*WORK REQUIRED*
Rewrite everything in the oxidative stress passage from "The differences between" down to "considered statistically significant.", putting "Holm correction" wherever "Bonferroni correction" appears.

*SELECTED PASSAGE*

::::

DNA hydrolysates were dissolved in HPLC grade water and filtered through a 0.2-μm syringe filter before applying the samples to a Waters ODS HPLC column (2.5×0.46 ID; 5 μm particle size). The amount of 8-oxo-deoxiguanosine (8-oxo-dG) and deoxyguanosine (dG) in the DNA digest was measured by electrochemical and UV absorbance detection, under the elution conditions previously described.21 Standard samples of dG and 8-oxo-dG were analyzed to ensure good separation and to allow for identification of those derived from cell DNA.
For each variable, values are expressed as mean±SD or SEM values. We calculated the intra-assay reproducibility for the oxidative stress parameters using the Bland and Altman method22 in a subgroup of 12 subjects. The coefficients of repeatability, expressed as a percentage of the nearly maximal variation, namely 4 SD of the measurement under investigation, were as follows: GSH, 2%; activity of SOD, CAT, and GPx ranged from 2% to 8%; and 15% for MDA, 23% for genomic DNA, and 11% for mitochondrial DNA (the lower the value, the higher the reproducibility).
The differences between groups were sought by using ANOVA 1-way for continuous variables, with Bonferroni correction for multiple comparisons and χ2 for discontinuous variables. A multiple regression analysis was performed with the use of oxidative stress parameters (GSSG/GSH or MDA in blood; GSSG/GSH, MDA, genomic, or mitochondrial 8-oxo-dG in peripheral mononuclear cells) as dependent variables and body mass index (g/m2) 24-hour MBP, total cholesterol, baseline glucose, smoking, and menopause status as independent variables. Two-tailed values of P<0.05 were considered statistically significant.
General Characteristics and Blood Pressure Values of the Study Population
The study was performed in 66 hypertensive subjects and 16 control volunteers. The characteristics of the patients and control subjects are shown in Table 1. Control subjects were normotensive and had slightly lower total cholesterol levels than did the hypertensive subjects. Among the hypertensive subjects, no significant differences between groups were observed in terms of age, gender distribution, body mass index, or biochemical profile. By definition, ambulatory SBP, DBP, and MBP differ among the hypertensive groups. Likewise, office SBP and DBP do as well.

::::

*EXCERPTED DATA*
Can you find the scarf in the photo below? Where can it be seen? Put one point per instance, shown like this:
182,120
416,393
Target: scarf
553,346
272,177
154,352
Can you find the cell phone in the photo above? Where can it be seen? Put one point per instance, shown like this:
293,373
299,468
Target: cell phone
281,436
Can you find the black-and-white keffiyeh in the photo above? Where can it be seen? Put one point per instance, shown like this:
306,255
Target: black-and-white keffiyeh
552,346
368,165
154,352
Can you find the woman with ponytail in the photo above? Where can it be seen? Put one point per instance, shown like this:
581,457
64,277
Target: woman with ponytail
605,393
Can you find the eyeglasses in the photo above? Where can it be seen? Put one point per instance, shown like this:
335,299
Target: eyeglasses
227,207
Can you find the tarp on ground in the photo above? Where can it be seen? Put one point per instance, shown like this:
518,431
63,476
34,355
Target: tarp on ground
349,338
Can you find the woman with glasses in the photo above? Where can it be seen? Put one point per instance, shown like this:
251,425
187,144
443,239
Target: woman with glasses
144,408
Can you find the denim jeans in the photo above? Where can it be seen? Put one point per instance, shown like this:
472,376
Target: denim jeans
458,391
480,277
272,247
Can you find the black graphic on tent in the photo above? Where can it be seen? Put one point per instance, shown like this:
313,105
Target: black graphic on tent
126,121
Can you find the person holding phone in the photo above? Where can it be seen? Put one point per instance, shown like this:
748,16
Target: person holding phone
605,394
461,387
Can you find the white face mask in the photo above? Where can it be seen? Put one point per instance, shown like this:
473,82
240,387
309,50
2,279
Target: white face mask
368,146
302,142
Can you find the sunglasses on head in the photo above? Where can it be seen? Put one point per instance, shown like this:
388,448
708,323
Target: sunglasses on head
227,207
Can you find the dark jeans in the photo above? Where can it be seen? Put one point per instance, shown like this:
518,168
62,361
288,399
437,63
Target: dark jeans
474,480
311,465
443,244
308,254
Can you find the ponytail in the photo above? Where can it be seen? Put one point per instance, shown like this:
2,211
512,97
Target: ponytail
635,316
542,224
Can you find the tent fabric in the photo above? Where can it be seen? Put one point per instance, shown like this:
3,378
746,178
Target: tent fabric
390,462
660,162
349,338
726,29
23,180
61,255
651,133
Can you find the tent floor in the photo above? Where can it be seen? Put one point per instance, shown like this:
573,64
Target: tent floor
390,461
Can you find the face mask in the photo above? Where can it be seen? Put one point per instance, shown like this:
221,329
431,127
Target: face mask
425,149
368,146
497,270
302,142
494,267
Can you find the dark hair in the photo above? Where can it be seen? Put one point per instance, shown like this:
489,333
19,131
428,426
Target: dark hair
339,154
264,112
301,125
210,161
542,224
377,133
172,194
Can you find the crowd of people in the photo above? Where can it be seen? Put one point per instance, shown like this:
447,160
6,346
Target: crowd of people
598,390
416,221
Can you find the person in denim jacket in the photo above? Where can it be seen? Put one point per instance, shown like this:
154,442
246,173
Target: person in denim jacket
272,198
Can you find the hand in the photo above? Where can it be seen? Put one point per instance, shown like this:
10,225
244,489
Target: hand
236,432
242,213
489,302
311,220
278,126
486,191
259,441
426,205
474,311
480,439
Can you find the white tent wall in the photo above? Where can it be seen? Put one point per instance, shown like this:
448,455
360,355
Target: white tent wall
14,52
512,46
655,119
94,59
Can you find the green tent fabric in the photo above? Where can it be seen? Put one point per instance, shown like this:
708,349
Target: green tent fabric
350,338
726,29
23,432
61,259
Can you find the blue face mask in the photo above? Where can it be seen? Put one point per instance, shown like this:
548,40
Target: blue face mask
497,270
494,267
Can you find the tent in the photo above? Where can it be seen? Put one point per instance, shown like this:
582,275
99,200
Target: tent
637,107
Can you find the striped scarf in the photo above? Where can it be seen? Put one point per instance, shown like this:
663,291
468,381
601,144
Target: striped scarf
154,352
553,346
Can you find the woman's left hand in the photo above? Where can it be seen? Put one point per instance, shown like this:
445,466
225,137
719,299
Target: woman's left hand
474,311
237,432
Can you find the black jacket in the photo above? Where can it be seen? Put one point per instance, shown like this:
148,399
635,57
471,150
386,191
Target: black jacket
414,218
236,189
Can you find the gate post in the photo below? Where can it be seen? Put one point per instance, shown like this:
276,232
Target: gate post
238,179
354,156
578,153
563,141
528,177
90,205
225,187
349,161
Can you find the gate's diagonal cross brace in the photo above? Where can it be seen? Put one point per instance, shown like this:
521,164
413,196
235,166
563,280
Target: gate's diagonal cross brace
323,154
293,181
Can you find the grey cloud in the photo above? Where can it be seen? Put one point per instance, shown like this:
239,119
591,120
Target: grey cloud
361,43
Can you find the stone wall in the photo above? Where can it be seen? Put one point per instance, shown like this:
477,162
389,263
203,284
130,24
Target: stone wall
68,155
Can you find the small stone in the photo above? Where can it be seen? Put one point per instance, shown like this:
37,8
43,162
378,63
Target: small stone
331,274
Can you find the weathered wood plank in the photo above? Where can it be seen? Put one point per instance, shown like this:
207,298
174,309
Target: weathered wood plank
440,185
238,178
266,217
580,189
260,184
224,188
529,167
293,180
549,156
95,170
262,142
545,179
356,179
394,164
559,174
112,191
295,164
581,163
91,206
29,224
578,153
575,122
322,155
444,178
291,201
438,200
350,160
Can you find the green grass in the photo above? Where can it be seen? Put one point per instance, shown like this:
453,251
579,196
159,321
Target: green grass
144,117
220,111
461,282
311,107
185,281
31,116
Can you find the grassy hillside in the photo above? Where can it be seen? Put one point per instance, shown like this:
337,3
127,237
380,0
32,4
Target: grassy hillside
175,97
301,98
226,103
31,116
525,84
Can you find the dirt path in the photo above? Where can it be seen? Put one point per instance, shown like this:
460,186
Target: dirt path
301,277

::::

*REPLY*
The differences between groups were sought by using ANOVA 1-way for continuous variables, with Holm correction for multiple comparisons and χ2 for discontinuous variables. A multiple regression analysis was performed with the use of oxidative stress parameters (GSSG/GSH or MDA in blood; GSSG/GSH, MDA, genomic, or mitochondrial 8-oxo-dG in peripheral mononuclear cells) as dependent variables and body mass index (g/m2) 24-hour MBP, total cholesterol, baseline glucose, smoking, and menopause status as independent variables. Two-tailed values of P<0.05 were considered statistically significant.